(What you are asked to do) Among the entries below, find the line with "Target: steward in yellow vest", then quote it and each following line up to and including the line with "Target: grandstand support column", and nothing else.
----------
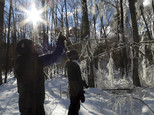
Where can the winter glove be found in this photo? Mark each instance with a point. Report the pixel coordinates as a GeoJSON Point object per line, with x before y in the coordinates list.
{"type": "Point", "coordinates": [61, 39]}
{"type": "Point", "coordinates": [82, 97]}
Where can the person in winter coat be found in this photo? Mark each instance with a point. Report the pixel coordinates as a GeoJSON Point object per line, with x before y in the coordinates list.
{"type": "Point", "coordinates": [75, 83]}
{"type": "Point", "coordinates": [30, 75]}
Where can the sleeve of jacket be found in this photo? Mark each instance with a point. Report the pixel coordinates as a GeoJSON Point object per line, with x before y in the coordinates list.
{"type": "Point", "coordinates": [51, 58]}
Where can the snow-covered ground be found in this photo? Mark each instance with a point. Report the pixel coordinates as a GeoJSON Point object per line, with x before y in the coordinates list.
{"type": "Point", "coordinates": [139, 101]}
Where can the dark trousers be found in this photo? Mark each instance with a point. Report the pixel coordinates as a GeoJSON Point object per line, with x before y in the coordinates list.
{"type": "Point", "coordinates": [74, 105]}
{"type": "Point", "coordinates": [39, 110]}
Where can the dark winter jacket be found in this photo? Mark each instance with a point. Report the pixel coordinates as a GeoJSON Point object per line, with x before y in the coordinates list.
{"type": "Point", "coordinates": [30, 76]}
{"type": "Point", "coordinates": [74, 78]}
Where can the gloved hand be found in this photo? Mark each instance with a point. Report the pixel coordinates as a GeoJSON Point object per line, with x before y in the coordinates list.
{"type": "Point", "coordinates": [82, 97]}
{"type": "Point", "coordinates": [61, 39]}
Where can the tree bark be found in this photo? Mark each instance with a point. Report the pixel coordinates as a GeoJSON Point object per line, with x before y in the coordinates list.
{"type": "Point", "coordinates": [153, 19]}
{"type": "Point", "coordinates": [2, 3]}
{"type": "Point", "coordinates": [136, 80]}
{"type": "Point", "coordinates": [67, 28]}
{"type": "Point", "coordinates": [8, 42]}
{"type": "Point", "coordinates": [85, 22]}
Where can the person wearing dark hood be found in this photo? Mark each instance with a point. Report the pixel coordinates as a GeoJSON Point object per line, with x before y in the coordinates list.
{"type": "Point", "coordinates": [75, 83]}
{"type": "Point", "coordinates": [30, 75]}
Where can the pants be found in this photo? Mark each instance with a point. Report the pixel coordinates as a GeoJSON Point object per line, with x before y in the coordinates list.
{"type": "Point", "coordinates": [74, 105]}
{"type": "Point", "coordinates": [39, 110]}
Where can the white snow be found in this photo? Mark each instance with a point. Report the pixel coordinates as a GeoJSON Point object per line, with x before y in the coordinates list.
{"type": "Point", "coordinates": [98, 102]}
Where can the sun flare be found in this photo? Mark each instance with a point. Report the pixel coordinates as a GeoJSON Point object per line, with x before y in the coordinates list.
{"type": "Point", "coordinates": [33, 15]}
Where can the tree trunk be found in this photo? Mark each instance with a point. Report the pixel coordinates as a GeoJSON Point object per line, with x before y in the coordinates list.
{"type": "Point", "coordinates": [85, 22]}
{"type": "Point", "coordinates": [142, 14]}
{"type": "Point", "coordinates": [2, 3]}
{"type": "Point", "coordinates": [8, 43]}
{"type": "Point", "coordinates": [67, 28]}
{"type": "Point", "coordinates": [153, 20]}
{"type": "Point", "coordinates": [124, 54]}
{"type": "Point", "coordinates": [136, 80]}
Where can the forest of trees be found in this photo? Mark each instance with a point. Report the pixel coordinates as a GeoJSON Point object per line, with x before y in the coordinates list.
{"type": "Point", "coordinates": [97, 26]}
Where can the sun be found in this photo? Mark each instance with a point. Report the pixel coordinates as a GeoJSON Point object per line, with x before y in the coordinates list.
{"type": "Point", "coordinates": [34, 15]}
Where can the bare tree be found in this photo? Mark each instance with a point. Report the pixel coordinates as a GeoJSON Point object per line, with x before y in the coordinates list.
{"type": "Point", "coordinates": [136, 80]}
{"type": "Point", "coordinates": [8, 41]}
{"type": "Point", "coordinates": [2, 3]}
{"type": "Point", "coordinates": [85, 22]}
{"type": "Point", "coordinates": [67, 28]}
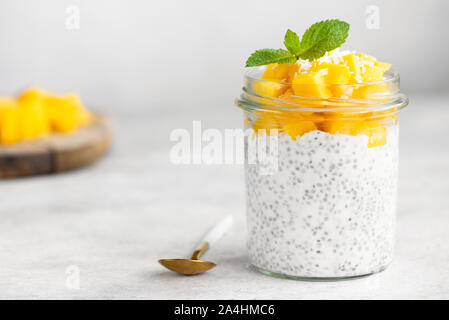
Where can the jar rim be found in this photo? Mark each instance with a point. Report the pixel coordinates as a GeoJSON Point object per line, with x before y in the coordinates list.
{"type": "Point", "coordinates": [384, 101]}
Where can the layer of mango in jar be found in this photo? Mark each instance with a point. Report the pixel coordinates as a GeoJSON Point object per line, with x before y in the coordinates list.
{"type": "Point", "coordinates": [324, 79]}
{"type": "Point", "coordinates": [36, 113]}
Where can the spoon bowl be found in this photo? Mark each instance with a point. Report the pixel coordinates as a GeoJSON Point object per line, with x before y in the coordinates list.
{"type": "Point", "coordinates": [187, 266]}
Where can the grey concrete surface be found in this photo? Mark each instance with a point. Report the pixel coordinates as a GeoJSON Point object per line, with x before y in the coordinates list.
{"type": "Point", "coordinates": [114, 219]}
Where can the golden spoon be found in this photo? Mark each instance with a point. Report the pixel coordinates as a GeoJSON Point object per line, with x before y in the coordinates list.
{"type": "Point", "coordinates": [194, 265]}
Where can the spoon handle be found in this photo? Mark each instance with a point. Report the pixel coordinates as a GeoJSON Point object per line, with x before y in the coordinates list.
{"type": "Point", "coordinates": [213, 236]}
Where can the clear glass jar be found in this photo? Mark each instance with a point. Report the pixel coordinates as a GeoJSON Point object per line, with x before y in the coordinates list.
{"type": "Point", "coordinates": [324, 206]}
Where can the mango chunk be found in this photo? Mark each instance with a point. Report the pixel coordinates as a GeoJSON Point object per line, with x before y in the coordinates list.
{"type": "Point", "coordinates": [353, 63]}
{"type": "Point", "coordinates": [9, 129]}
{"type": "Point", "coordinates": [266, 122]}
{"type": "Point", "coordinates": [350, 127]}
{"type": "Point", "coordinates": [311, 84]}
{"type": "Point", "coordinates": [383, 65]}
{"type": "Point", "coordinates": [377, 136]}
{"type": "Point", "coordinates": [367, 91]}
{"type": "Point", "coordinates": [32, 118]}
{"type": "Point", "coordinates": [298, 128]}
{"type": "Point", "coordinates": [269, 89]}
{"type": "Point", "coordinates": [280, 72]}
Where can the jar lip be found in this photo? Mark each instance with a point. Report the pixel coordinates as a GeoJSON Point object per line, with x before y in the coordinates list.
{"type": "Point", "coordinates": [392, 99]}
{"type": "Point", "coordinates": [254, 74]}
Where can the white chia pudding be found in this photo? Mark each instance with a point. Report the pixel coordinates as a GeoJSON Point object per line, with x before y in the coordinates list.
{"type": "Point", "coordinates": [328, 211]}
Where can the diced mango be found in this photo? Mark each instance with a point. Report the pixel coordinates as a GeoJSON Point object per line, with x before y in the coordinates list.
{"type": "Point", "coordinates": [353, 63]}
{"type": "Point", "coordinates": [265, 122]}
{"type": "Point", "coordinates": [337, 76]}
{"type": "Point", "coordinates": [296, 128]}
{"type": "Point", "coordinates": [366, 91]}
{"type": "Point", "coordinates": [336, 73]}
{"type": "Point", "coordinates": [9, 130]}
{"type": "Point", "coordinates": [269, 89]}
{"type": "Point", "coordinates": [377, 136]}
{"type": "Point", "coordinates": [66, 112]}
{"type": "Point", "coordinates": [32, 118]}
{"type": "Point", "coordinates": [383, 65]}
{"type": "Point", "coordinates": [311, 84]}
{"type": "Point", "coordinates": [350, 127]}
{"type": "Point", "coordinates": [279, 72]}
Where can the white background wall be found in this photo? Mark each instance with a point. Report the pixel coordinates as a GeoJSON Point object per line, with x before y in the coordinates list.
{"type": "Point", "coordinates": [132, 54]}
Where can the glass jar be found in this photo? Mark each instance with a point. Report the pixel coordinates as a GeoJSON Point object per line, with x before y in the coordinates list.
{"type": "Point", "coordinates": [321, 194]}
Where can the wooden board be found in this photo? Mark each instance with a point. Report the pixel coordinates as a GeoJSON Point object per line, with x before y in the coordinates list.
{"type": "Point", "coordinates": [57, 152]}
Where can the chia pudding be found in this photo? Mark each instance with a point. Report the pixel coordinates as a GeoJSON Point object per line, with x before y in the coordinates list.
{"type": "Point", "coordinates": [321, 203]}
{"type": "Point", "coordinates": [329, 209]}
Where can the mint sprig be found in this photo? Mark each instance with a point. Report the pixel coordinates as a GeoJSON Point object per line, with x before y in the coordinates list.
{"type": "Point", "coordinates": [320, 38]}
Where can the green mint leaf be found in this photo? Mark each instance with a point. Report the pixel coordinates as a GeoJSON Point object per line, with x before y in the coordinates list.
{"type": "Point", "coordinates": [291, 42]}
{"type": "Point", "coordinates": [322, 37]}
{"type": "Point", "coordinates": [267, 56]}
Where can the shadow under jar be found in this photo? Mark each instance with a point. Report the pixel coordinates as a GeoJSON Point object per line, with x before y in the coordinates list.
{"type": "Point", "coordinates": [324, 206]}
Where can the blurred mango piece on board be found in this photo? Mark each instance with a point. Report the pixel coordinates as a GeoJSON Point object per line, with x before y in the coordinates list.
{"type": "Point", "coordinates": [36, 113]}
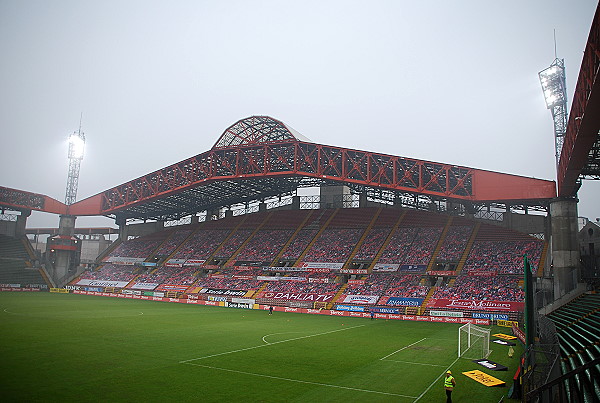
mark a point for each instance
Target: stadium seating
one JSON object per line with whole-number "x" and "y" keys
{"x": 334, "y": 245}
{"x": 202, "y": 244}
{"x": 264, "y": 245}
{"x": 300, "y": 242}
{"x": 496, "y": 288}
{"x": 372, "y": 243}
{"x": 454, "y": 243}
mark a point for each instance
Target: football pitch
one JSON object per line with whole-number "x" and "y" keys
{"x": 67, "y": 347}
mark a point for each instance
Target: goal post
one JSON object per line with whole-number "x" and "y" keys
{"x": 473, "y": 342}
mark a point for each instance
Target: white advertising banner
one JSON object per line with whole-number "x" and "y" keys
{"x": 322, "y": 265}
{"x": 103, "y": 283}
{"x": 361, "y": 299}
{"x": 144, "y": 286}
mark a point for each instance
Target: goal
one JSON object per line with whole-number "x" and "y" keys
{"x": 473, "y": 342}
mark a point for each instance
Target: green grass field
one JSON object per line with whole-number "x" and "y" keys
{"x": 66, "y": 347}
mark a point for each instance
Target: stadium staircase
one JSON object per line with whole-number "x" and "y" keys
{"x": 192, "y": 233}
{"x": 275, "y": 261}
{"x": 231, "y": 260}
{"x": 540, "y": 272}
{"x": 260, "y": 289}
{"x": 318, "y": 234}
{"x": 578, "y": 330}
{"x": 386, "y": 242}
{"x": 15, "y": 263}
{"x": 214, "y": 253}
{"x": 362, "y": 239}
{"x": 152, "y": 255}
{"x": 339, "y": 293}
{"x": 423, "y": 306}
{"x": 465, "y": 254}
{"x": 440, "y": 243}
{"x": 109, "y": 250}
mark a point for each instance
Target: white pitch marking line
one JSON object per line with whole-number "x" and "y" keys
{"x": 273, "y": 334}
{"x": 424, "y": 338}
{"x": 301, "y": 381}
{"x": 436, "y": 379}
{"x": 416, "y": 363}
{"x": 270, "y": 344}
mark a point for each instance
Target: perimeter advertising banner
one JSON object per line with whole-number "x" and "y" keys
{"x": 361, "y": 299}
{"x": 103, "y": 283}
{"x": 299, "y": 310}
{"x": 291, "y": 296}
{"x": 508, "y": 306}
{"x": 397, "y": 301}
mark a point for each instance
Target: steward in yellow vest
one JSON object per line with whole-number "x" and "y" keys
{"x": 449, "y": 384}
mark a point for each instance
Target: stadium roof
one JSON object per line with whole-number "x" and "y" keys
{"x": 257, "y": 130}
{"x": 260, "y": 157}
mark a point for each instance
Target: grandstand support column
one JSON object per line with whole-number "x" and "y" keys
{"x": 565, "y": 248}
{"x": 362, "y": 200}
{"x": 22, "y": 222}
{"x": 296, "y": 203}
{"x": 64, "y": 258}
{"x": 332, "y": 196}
----------
(Written answer)
Target: steward in yellow vest
one JSON object per line with whole-number "x" and "y" keys
{"x": 449, "y": 384}
mark a point for each instance
Target: stadium roof
one JSON object per line with whole-number "x" and "y" keys
{"x": 257, "y": 130}
{"x": 260, "y": 157}
mark a point for each instance
Target: grandstand support column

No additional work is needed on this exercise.